Pull out every line in the records that contains the string "target" and copy each one in full. Case counts when matching.

* start Provided data *

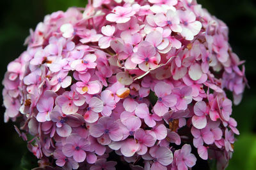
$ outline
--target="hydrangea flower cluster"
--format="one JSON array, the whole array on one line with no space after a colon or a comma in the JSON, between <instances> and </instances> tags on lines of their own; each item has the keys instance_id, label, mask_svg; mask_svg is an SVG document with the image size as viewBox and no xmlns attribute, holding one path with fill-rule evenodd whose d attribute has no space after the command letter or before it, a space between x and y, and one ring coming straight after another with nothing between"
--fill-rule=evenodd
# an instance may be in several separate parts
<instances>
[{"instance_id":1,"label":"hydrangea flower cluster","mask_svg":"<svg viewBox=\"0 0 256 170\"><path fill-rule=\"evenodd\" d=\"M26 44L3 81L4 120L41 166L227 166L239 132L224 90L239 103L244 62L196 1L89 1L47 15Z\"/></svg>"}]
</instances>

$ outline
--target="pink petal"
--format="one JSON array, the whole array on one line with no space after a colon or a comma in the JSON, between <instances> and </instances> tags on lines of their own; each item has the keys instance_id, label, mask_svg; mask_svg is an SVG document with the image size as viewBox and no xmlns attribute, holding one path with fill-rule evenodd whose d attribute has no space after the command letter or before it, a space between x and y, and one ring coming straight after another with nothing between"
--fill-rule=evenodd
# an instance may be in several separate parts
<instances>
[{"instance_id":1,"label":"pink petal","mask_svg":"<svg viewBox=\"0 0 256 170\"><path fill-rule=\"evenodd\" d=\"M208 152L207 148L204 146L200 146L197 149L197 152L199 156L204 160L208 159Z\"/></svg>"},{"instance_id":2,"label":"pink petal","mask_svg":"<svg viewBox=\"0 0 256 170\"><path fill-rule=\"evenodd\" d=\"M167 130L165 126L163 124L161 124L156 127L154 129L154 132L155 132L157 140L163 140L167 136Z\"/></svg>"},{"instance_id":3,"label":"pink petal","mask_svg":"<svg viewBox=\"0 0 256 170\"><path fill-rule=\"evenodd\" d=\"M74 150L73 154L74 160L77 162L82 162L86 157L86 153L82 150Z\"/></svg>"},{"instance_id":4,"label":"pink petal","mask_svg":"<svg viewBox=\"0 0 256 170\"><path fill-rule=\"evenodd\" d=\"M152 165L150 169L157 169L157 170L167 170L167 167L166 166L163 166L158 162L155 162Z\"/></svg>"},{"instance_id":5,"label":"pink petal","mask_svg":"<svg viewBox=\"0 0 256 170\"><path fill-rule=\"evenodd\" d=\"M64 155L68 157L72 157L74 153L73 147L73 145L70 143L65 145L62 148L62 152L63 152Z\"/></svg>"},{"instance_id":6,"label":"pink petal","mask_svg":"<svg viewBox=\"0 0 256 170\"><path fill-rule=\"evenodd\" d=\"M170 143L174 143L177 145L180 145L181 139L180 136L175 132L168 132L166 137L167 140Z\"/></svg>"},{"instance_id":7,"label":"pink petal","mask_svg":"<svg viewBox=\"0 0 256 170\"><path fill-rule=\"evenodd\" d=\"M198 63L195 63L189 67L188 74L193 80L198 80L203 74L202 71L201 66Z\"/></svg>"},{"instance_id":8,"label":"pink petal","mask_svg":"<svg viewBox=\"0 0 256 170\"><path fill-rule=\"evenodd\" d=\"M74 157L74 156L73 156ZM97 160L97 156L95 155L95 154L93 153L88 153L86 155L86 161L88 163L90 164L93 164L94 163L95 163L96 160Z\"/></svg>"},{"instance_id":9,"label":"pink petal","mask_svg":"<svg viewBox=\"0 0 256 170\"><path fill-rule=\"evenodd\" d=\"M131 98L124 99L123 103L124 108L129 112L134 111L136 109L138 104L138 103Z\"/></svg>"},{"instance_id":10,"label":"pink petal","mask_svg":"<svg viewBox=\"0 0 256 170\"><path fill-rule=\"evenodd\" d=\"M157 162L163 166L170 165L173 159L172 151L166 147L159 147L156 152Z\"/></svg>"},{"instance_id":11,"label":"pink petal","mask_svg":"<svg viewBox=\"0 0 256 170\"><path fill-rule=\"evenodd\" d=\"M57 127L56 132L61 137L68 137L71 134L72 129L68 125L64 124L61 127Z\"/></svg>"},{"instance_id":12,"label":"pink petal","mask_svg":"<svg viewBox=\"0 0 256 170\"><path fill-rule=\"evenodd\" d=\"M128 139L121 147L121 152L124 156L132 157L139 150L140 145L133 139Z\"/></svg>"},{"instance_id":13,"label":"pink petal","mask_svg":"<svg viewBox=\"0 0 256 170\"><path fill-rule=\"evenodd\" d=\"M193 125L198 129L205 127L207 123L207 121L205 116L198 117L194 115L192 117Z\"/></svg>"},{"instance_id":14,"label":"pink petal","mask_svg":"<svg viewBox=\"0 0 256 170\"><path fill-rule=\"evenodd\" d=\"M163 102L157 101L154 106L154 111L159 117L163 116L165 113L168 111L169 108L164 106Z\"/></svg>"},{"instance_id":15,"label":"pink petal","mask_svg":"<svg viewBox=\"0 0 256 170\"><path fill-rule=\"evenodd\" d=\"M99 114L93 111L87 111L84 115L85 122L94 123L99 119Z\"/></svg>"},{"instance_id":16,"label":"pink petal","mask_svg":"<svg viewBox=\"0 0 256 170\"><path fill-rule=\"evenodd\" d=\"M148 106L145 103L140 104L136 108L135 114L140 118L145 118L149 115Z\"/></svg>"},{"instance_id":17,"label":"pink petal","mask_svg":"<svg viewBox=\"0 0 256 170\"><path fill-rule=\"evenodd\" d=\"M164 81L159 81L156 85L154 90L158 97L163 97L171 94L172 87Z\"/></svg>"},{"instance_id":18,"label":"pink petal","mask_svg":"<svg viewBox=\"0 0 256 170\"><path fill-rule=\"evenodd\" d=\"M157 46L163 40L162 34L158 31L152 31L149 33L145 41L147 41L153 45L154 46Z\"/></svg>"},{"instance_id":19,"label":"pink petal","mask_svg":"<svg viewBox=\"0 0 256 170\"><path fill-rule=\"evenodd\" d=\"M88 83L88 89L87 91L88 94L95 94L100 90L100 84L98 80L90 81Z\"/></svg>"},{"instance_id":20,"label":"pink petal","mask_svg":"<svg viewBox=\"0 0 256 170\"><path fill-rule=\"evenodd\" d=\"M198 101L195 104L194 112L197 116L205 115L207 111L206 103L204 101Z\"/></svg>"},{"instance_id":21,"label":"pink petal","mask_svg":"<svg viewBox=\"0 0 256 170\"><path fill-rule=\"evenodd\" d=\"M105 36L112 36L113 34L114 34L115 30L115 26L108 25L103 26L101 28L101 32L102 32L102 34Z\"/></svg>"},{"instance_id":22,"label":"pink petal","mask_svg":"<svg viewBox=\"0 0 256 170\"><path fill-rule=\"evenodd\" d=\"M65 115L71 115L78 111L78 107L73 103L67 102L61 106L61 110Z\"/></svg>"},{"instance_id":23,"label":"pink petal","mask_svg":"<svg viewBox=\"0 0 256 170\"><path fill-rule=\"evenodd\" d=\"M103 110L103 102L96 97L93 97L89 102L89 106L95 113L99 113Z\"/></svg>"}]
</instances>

* end Provided data *

» Written solution
--target="hydrangea flower cluster"
--target="pink petal"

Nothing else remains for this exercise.